(BRIEF)
The line containing "[locate] the yellow-marked" marks the start; return it and every line after it in the listing below, exactly, through the last.

(SUPPLIED INFORMATION)
[BEGIN]
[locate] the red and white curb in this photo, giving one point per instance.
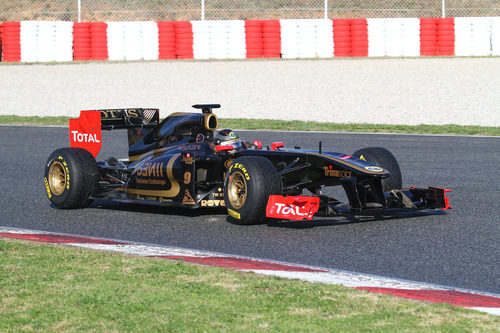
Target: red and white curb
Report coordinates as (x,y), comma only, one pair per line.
(481,301)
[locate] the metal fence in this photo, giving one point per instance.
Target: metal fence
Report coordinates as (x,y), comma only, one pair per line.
(159,10)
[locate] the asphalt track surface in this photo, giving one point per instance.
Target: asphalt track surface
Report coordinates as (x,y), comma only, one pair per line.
(458,248)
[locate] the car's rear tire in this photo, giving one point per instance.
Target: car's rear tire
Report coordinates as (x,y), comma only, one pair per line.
(385,159)
(71,176)
(249,182)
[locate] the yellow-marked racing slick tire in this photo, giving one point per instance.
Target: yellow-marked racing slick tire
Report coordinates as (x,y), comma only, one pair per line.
(249,182)
(71,176)
(384,159)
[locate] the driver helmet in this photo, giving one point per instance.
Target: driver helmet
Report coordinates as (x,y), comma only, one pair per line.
(227,137)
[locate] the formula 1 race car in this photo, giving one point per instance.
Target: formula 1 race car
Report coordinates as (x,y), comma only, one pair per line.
(183,160)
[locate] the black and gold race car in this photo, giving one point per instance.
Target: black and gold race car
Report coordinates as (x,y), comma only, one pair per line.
(183,160)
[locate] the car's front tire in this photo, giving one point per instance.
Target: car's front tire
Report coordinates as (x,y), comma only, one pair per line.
(249,182)
(71,176)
[END]
(ANSWER TO THIS EXERCISE)
[locate] the yellow-marked racing slick tire in this photo, giving one point per instance.
Target: yellow-marked racing slick tire
Report coordinates as (x,y), comma only, one pair per line.
(249,182)
(71,176)
(384,159)
[locate] the driver helmet in this photo, giving one point per instance.
Target: driver helmet
Report coordinates as (x,y), comma only, one pair per line.
(227,137)
[locate] the formula 1 race car in this photo, giving one point per instance.
Target: formula 1 race car
Report coordinates as (x,y), comma only, one pair per line.
(183,160)
[locate] the black and gold race car in this photo, giving one point per instance.
Target: black and gold race car
Report coordinates as (x,y), comma only, one pair per line.
(183,160)
[locate] the car's front tire in this photo, giving one point per instance.
Target: car's front tire
Report coordinates as (x,y), comma only, one pair per line.
(249,182)
(71,176)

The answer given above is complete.